# EXTRACT
-=-=-

Bengt Ankarloo and Gustav Henningsen’s collection of essays Early Modern European Witchcraft: Centres and Peripheries (Oxford, 1990) attempted to expand the boundaries of our knowledge and explore the ways in which previously neglected regions were or were not distinctive in their conception of witchcraft. Not long afterward, Stephen Mitchell was providing seminal work on magic and witchcraft across Scandinavia in the high and late-medieval periods. What Mitchell has now given us is a magisterial overview that allows us to see how the history of witchcraft and magic in northern Europe fits into broader European patterns.

The first crucial decision Mitchell makes is that of chronology. His period is 1100–1525: the post-Viking, postconversion, pre-Reformation era. In response to those who see this as a time when little of interest was happening, he argues that it was an era of considerable change, intermingling elite and popular, indigenous and imported notions. He insists that the sagas be read as reflections not of the era in which they are set but of the later period that produced them. In effect, his decision about chronology serves well to integrate Scandinavian with other European developments: intensification of concern about witchcraft occurs in Nordic regions and elsewhere very much in tandem.

The second key decision is to deal with the material neither chronologically nor geographically but thematically. The book deals with magic in daily life (chapter 2), in various forms of literature (chapter 3), in late-medieval “mythologies” (chapter 4), and in legal and judicial sources (chapter 5) before turning to questions about gender (chapter 6). The four centuries under examination might easily have been subdivided, and the differences between Greenland, Iceland, Norway, Sweden, and Denmark might have seemed to invite separate treatment. Either of these more obvious modes of inquiry would surely have resulted in a less interesting book, less effective at integrating Scandinavia into broader European history.

-=-=-

# DATA ROWS
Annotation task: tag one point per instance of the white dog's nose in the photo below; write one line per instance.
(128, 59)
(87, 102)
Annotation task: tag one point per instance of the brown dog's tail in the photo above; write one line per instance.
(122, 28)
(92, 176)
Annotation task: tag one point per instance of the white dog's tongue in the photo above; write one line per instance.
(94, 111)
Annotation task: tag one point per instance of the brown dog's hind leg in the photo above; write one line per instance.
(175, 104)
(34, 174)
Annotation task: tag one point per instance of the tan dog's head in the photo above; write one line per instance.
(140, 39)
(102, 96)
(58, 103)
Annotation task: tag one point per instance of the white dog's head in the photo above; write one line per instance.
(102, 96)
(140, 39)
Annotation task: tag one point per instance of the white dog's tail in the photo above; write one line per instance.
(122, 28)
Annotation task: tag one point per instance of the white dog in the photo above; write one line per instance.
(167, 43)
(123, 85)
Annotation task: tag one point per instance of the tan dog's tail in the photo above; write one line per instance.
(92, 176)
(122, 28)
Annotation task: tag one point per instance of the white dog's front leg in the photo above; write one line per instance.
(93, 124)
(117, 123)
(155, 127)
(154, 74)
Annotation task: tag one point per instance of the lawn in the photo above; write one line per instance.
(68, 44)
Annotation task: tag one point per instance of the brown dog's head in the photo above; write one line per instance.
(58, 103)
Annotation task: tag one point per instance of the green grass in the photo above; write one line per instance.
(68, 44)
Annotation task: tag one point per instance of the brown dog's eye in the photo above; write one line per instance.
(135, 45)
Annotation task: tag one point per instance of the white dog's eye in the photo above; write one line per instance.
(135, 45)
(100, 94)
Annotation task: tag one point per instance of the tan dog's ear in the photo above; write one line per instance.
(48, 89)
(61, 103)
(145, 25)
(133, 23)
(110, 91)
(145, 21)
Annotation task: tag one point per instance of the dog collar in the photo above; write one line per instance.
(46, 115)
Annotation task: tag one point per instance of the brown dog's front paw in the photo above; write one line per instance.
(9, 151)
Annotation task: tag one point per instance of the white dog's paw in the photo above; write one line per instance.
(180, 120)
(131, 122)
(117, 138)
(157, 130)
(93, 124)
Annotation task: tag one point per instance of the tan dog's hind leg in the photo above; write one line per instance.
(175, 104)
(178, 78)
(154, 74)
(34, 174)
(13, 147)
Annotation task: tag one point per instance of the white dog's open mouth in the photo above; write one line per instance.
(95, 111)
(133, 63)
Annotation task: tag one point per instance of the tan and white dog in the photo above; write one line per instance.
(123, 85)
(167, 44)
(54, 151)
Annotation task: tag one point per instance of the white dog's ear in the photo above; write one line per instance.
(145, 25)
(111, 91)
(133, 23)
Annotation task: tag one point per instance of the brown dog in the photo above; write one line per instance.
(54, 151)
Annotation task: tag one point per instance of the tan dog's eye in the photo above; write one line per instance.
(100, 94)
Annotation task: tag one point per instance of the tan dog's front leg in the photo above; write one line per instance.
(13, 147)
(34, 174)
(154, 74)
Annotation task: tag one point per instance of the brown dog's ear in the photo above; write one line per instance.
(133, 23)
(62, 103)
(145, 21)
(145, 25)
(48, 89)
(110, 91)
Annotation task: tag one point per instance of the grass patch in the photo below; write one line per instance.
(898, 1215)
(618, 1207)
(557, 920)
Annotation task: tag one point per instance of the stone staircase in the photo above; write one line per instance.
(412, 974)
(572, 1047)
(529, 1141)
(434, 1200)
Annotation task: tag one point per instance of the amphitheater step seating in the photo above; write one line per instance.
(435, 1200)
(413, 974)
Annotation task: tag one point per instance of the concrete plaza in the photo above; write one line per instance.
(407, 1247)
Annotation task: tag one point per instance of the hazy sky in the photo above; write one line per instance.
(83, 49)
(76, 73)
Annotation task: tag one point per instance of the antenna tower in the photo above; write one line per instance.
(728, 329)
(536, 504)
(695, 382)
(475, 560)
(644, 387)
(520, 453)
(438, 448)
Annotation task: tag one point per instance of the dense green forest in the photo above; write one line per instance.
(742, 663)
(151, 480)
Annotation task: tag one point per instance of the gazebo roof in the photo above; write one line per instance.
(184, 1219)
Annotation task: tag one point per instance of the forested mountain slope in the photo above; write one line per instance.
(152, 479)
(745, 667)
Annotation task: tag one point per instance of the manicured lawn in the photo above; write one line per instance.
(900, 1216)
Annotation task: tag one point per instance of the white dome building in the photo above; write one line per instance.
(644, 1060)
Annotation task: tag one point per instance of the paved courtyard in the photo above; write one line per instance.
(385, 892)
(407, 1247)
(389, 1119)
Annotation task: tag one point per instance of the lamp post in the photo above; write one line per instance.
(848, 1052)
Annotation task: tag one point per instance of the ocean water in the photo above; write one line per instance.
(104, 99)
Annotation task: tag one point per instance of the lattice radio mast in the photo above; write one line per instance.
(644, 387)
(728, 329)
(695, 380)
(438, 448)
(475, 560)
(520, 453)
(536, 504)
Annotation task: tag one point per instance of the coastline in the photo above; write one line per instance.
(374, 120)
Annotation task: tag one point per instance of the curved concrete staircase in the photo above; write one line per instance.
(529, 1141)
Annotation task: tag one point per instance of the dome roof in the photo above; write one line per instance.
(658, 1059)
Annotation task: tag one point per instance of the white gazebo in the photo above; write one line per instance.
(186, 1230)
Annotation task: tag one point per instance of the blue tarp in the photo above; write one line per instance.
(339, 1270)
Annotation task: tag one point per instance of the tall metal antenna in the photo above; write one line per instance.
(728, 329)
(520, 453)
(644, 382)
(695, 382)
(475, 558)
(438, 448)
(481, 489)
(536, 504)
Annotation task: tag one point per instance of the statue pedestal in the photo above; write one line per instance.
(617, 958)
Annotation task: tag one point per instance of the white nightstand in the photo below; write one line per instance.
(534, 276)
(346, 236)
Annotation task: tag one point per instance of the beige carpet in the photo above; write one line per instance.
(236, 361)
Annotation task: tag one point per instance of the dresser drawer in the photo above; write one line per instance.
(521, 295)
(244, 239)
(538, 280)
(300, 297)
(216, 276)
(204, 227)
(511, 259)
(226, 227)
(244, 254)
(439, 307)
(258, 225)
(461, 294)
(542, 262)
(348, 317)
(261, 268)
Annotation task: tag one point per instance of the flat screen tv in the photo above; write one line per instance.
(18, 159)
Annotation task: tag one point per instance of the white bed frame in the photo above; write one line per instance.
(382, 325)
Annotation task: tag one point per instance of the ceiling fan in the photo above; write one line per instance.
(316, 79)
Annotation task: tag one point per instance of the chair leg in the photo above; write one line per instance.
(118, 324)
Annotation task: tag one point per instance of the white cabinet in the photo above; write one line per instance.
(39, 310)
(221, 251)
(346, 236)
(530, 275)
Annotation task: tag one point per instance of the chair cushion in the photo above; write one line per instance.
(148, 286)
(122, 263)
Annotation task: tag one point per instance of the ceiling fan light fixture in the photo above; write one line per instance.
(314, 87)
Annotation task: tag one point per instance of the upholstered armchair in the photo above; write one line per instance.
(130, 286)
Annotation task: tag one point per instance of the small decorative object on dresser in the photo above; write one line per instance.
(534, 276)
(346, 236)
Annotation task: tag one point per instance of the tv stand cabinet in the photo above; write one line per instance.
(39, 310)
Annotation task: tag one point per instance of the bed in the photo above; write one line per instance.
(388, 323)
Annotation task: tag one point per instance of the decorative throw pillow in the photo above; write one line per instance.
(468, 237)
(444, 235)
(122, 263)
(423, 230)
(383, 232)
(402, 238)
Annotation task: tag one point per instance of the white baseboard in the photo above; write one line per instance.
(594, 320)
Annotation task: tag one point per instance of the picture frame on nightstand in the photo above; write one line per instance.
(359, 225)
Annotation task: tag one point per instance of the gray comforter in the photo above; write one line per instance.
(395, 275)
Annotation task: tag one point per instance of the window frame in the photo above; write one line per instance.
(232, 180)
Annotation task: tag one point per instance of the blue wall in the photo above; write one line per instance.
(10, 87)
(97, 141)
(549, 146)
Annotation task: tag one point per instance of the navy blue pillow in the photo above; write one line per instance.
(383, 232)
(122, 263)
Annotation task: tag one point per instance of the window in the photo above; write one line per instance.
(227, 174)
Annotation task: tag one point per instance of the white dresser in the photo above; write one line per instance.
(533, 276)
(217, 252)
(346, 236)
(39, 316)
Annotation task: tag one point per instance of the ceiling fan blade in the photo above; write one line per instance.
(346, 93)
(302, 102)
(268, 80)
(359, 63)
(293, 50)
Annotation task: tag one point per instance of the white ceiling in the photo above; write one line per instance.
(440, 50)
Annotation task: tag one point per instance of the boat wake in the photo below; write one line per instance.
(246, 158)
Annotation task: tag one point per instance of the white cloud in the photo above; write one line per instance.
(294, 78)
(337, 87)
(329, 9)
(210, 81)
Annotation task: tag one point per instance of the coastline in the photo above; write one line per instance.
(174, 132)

-=-=-

# STATED PROBLEM A
Translate this sentence from the review into French: "His period is 1100–1525: the post-Viking, postconversion, pre-Reformation era."
# STATED PROBLEM B
According to the review, which chapter of Mitchell's book turns to questions about gender?
# STATED PROBLEM C
Do these statements agree with the review? Answer yes or no for each, quoting the words that decide it.
(i) Mitchell arranges his material by theme.
(ii) Mitchell holds that the sagas reflect the era in which they are set.
(iii) The essay collection by Ankarloo and Henningsen was published in Oxford in 1990.

# COMPLETE RESPONSE A
Sa période s'étend de 1100 à 1525 : l'ère post-viking, postérieure à la conversion et antérieure à la Réforme.

# COMPLETE RESPONSE B
Chapter 6.

# COMPLETE RESPONSE C
(i) Yes: "The second key decision is to deal with the material neither chronologically nor geographically but thematically."
(ii) No: "He insists that the sagas be read as reflections not of the era in which they are set but of the later period that produced them."
(iii) Yes: "Early Modern European Witchcraft: Centres and Peripheries (Oxford, 1990)"